**MATERIAL FOR THIS EXERCISE**:

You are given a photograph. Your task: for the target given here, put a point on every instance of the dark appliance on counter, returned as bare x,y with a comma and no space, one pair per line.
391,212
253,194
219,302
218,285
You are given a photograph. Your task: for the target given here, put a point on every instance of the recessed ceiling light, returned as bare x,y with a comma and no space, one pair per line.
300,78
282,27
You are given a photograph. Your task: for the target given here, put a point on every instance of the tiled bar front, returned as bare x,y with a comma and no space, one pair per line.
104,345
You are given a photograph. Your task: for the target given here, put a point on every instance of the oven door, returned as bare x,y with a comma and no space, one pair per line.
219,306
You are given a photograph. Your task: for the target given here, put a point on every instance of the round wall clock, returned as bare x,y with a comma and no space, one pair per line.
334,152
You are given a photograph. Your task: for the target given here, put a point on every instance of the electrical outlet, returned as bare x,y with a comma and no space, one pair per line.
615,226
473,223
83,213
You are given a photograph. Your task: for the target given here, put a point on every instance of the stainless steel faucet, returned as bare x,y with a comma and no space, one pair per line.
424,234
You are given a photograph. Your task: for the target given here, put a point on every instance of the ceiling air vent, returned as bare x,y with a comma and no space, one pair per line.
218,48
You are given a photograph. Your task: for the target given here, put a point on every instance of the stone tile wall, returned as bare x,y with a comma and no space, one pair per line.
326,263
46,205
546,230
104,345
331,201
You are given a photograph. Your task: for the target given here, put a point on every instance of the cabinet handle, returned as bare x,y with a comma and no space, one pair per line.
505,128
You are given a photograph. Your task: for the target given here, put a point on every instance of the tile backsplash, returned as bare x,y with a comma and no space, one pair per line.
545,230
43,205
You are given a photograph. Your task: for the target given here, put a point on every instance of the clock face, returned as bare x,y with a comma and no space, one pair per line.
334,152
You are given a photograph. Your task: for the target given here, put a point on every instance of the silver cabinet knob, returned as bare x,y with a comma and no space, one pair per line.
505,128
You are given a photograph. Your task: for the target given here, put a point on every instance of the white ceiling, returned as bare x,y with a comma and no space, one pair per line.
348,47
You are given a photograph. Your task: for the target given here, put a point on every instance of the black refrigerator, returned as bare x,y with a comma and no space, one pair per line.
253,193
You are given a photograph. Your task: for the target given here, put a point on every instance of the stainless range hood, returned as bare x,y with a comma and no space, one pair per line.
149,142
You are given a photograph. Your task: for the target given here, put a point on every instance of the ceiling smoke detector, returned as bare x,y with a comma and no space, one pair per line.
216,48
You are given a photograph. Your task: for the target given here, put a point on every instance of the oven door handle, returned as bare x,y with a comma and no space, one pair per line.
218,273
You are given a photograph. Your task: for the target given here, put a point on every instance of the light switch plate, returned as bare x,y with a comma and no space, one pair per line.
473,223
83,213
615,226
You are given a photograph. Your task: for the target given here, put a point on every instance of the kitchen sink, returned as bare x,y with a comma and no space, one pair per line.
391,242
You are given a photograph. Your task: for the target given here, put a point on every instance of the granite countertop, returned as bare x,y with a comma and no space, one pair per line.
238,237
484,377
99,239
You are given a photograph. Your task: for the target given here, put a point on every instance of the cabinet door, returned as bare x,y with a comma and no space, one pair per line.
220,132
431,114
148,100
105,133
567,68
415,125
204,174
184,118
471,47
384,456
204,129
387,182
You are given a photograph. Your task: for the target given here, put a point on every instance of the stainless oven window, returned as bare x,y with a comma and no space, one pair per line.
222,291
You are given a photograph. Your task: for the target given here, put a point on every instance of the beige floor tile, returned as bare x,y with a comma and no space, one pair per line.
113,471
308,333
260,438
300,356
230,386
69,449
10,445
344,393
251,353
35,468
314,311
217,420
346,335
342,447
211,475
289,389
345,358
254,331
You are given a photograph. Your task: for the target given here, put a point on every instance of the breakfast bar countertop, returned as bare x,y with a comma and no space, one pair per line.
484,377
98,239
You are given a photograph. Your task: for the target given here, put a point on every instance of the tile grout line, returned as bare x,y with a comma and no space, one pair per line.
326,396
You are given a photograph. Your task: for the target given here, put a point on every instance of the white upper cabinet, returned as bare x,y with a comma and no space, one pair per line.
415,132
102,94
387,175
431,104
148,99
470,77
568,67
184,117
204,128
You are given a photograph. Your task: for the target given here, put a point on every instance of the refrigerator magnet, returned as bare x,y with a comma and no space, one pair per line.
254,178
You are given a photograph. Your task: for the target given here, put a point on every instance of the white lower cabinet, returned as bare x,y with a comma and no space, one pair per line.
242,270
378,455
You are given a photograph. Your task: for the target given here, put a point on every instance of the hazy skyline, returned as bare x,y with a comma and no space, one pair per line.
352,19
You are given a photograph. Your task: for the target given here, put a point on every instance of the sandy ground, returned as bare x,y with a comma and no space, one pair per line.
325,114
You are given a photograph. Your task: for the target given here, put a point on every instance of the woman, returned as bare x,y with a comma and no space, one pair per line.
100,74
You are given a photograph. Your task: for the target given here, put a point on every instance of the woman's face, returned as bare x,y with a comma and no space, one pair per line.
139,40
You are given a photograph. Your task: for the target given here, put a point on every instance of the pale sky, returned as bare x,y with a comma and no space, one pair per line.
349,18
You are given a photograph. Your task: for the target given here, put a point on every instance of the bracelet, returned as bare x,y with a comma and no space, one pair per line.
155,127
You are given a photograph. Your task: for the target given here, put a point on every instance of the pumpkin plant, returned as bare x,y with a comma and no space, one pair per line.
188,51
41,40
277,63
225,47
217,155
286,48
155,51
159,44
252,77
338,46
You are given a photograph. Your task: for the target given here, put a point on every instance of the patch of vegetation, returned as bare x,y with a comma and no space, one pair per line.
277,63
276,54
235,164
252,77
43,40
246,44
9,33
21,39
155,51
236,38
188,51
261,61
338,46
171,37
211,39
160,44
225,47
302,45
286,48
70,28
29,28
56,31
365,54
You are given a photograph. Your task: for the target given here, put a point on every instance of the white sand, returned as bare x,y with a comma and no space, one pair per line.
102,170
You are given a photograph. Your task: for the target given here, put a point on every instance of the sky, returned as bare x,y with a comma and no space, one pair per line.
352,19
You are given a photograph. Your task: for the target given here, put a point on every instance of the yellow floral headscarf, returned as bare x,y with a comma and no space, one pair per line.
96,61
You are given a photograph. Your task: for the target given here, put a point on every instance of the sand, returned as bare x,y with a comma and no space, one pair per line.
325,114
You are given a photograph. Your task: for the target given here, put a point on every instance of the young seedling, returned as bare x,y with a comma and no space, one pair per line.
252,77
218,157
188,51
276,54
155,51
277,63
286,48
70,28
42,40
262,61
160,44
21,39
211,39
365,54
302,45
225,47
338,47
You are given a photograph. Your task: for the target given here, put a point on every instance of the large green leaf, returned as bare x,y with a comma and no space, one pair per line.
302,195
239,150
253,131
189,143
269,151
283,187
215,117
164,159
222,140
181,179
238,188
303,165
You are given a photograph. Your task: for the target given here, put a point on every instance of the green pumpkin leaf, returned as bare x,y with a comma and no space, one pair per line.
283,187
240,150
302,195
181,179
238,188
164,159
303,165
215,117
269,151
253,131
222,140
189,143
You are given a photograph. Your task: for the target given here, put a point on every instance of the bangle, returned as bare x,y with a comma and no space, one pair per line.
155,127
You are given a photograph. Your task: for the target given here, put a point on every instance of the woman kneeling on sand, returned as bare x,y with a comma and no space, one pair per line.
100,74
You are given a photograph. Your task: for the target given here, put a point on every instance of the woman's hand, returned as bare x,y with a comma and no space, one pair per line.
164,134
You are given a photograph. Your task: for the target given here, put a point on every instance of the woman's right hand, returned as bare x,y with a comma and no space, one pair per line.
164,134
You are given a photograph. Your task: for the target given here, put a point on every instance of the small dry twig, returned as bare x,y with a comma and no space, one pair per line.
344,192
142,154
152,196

**WHAT IS NEEDED**: Copy the data above word for word, starting at the line that contains "of the green" and continuing through the last line of the data.

**SOLUTION TO THIS TASK**:
You are given a photograph. Your task: for the target given here, put a point on every instance of the green pumpkin leaf, returned as bare x,y with a comma and no space, one pair per line.
283,187
240,150
302,195
181,179
238,188
164,159
303,165
215,117
269,151
253,131
222,140
189,143
You are given a photograph. Your task: for the target given here, put a point on every instance of the bangle, returned as bare x,y with a comma and no space, one pair per line.
155,127
You are given a photograph. Your task: for the target given here, put a point on every instance of the woman kneeling on sand, returned as bare x,y with a comma and no space, one pair per line.
100,74
You are given a photograph. Your task: for the target given here, put a point on every instance of the woman's hand, returned as bare x,y with a comma and no space, one pair per line.
164,134
You are given a photograph. Your task: for the target given here, put a point on every instance of the woman's right hand, returned as bare x,y with a comma and no space, one pair per line.
164,134
You are given a photograph. Your task: for the target given here, put a point on every instance of the small dry twig, returned as bare x,y with a comma and no space, one pair per line.
344,192
142,154
152,196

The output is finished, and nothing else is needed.